*What is being asked*: For the lines from the one with "ruined stone foundation" to the end of the listing below, both ends included, give an exact copy and nothing more. Do not copy pictures.
----
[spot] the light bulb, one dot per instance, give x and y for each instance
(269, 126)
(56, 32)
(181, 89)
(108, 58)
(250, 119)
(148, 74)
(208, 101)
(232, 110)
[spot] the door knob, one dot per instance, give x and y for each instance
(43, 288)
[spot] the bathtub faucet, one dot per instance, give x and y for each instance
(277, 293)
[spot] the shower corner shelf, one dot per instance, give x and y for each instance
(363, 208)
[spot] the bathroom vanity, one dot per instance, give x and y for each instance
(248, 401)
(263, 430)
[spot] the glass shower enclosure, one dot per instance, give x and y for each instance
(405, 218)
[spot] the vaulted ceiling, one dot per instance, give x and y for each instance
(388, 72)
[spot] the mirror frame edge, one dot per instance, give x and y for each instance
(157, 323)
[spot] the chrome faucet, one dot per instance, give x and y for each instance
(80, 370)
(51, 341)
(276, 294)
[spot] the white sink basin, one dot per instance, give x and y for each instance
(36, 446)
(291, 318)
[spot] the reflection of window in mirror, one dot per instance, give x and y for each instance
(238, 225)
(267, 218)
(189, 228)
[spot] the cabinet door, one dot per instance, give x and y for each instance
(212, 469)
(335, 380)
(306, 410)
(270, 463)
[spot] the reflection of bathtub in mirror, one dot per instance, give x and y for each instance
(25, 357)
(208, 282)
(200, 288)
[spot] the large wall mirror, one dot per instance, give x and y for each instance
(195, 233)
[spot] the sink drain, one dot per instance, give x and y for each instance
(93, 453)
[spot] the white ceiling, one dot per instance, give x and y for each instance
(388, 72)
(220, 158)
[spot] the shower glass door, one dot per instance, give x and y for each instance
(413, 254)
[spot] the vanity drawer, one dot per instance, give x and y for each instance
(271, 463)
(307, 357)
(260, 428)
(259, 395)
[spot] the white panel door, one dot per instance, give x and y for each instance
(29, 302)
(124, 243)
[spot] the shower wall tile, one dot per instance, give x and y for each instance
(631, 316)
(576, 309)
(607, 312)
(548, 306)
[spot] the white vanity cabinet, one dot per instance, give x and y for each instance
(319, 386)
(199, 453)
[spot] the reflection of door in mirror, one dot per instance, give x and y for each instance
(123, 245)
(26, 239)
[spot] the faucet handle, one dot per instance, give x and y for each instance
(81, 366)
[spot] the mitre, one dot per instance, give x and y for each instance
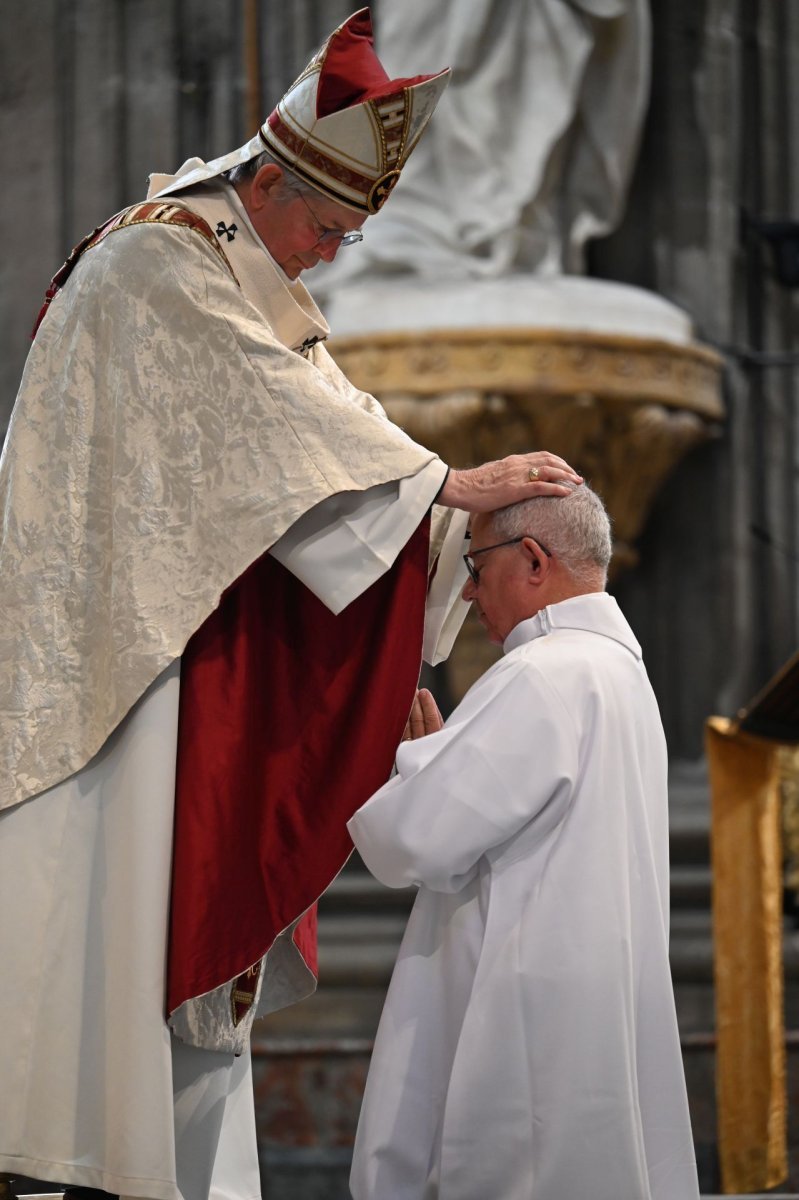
(343, 126)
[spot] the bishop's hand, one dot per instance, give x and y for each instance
(517, 478)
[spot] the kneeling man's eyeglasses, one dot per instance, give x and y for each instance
(474, 574)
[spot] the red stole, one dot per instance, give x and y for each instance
(289, 720)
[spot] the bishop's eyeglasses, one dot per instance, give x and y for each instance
(326, 235)
(474, 574)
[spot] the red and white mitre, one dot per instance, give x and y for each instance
(344, 126)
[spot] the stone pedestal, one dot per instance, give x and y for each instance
(606, 376)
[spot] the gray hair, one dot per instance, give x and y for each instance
(247, 171)
(576, 528)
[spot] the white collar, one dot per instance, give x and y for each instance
(595, 612)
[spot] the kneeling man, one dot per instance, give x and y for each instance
(528, 1049)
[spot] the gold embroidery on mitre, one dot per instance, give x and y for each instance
(382, 190)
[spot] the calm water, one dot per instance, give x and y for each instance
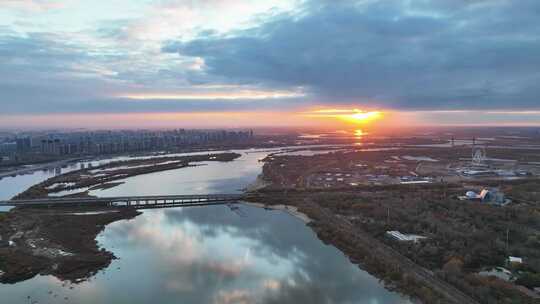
(208, 254)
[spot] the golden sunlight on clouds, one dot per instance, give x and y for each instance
(355, 116)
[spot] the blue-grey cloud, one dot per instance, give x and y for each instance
(402, 54)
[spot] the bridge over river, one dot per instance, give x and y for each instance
(137, 202)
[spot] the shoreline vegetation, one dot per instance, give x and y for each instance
(463, 238)
(112, 174)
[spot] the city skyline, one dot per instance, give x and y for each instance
(162, 64)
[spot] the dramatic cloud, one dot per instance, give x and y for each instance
(404, 54)
(74, 56)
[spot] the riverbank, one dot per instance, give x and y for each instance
(110, 175)
(292, 210)
(61, 243)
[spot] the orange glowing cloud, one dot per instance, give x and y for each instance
(348, 115)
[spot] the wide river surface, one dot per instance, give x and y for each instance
(205, 254)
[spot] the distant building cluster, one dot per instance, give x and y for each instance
(107, 142)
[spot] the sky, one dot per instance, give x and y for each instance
(218, 63)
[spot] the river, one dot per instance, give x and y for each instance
(205, 254)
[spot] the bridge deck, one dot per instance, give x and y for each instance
(154, 201)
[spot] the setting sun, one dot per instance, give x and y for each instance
(365, 116)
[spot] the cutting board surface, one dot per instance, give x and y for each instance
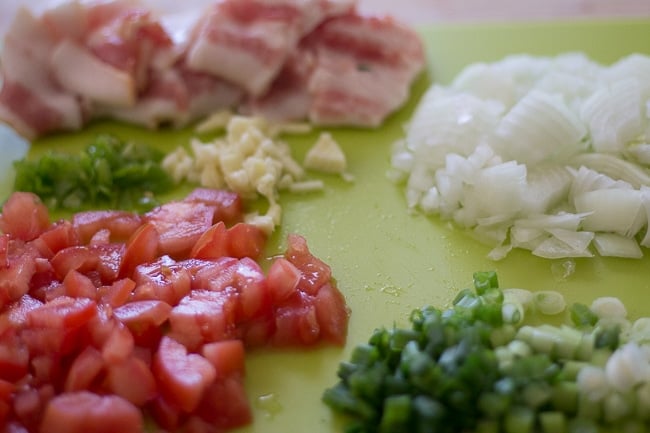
(386, 260)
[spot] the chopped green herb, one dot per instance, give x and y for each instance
(472, 367)
(108, 172)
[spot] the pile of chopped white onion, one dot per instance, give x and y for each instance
(549, 154)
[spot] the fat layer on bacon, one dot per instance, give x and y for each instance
(316, 60)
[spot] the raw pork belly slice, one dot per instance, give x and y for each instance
(106, 60)
(352, 70)
(253, 38)
(176, 97)
(30, 101)
(315, 60)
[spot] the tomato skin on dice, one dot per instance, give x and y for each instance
(117, 315)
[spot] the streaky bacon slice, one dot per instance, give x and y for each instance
(176, 96)
(316, 60)
(360, 71)
(256, 36)
(30, 100)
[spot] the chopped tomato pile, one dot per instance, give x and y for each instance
(111, 319)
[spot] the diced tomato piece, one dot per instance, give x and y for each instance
(246, 240)
(204, 316)
(77, 258)
(51, 341)
(58, 236)
(102, 237)
(24, 216)
(133, 380)
(142, 247)
(100, 327)
(27, 406)
(144, 319)
(225, 404)
(258, 332)
(47, 368)
(182, 377)
(163, 279)
(4, 250)
(110, 259)
(315, 272)
(17, 313)
(180, 225)
(119, 344)
(142, 314)
(62, 313)
(15, 279)
(296, 323)
(44, 274)
(166, 414)
(84, 370)
(282, 279)
(120, 224)
(227, 357)
(228, 205)
(14, 359)
(83, 412)
(6, 389)
(79, 286)
(250, 281)
(214, 275)
(116, 294)
(196, 424)
(212, 244)
(332, 314)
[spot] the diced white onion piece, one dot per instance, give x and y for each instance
(611, 210)
(614, 167)
(546, 188)
(576, 240)
(627, 367)
(555, 248)
(613, 114)
(325, 155)
(540, 127)
(592, 382)
(549, 302)
(586, 180)
(510, 141)
(498, 190)
(615, 245)
(608, 307)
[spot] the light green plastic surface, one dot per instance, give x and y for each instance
(387, 261)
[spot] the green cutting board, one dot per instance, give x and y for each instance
(388, 261)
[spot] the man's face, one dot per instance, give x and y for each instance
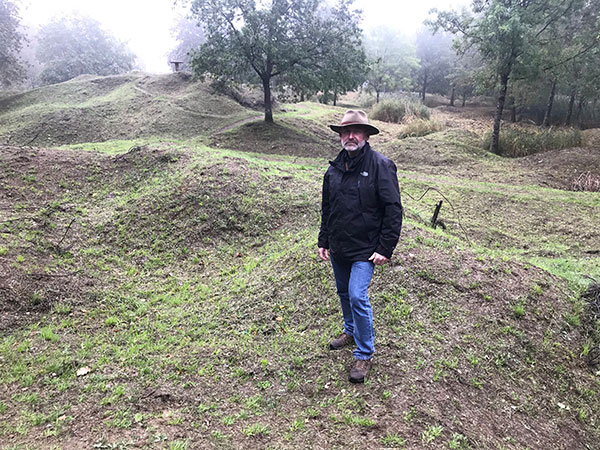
(353, 137)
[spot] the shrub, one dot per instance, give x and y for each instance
(515, 142)
(420, 127)
(394, 110)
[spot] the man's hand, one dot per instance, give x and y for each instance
(378, 259)
(324, 254)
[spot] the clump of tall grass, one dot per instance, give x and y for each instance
(394, 110)
(515, 142)
(586, 182)
(420, 127)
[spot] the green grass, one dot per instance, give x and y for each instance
(515, 142)
(192, 291)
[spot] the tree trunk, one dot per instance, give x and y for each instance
(495, 144)
(570, 109)
(513, 110)
(548, 115)
(579, 111)
(268, 100)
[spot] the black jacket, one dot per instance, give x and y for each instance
(361, 212)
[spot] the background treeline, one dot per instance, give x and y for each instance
(535, 61)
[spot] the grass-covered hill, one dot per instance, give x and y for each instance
(161, 290)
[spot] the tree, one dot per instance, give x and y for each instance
(462, 75)
(249, 40)
(72, 46)
(11, 42)
(508, 35)
(435, 54)
(391, 61)
(190, 37)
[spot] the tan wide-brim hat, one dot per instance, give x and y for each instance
(355, 117)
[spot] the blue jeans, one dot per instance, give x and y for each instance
(352, 280)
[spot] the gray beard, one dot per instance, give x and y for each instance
(358, 148)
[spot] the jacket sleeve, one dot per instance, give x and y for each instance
(389, 198)
(323, 241)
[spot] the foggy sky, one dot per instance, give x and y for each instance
(146, 25)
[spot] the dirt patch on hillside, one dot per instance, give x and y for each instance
(307, 140)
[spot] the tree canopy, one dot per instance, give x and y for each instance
(72, 46)
(11, 42)
(521, 40)
(303, 39)
(190, 36)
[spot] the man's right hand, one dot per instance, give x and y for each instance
(324, 254)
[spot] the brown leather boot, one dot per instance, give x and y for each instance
(360, 370)
(343, 340)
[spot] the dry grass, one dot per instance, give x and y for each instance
(586, 182)
(420, 127)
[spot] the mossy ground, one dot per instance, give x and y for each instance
(184, 277)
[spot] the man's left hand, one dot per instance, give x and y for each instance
(378, 259)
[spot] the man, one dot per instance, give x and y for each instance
(361, 217)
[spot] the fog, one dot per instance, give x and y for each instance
(147, 25)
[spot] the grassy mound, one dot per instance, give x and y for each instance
(94, 109)
(515, 142)
(203, 315)
(395, 110)
(165, 294)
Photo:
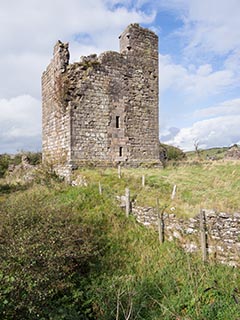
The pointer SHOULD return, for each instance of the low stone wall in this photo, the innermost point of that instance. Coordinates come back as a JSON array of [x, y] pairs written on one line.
[[223, 232]]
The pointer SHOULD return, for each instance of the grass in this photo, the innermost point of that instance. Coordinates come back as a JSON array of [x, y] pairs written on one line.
[[210, 185], [69, 253]]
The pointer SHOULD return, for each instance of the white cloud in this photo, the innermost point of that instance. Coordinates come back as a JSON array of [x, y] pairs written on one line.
[[20, 124], [231, 107], [199, 81], [28, 31], [209, 25], [30, 28], [221, 129]]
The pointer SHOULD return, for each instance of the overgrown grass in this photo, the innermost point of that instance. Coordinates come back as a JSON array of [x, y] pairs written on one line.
[[69, 253], [212, 185]]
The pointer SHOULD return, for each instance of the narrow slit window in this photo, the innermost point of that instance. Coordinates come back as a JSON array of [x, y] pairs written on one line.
[[117, 121], [120, 151]]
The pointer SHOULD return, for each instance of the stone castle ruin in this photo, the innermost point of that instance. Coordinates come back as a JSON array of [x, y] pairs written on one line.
[[104, 109]]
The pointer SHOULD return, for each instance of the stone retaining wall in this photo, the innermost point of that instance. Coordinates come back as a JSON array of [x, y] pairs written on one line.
[[223, 232]]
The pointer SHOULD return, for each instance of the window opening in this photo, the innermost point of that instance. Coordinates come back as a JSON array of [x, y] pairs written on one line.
[[117, 121]]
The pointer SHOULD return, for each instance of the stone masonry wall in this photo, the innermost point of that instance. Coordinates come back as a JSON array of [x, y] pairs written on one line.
[[55, 114], [103, 109], [223, 232]]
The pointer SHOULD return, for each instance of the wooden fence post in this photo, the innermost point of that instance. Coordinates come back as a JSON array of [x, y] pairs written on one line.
[[100, 188], [128, 204], [119, 172], [143, 180], [160, 224], [174, 192], [203, 235]]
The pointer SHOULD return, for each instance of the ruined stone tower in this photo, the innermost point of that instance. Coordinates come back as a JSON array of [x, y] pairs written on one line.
[[103, 110]]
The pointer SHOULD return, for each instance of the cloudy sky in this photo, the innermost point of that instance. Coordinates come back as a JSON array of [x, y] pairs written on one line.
[[199, 55]]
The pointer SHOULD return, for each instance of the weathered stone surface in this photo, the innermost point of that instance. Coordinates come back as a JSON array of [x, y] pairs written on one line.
[[103, 110], [223, 231]]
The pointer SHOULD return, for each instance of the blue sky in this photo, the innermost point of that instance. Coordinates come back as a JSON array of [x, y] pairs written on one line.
[[199, 56]]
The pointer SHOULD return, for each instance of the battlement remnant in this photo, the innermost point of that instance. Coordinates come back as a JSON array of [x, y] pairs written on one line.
[[103, 110]]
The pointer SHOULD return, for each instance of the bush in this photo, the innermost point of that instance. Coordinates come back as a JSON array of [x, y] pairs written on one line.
[[45, 255]]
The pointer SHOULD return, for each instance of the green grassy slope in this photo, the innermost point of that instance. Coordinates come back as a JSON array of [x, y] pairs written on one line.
[[69, 253]]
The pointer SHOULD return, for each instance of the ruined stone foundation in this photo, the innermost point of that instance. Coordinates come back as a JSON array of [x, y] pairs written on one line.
[[103, 110]]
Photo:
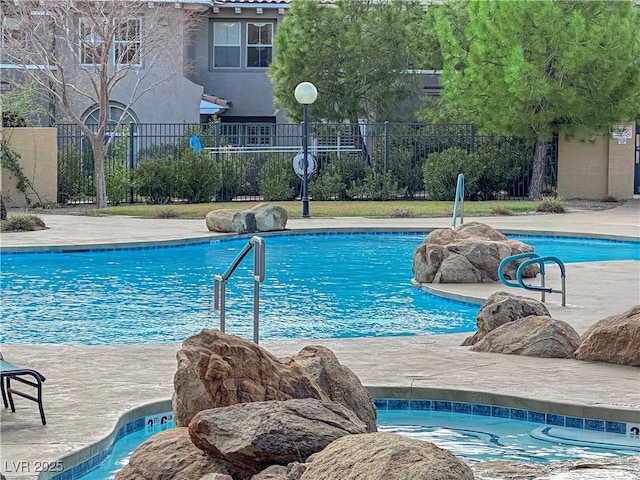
----
*Output*:
The pointer SHOULD return, for each instance of the ruined stone foundation in this photo, the innermost point of that instance. Coordinates come back as a JSON array of [x, y] pairs written on one line.
[[103, 110]]
Photo:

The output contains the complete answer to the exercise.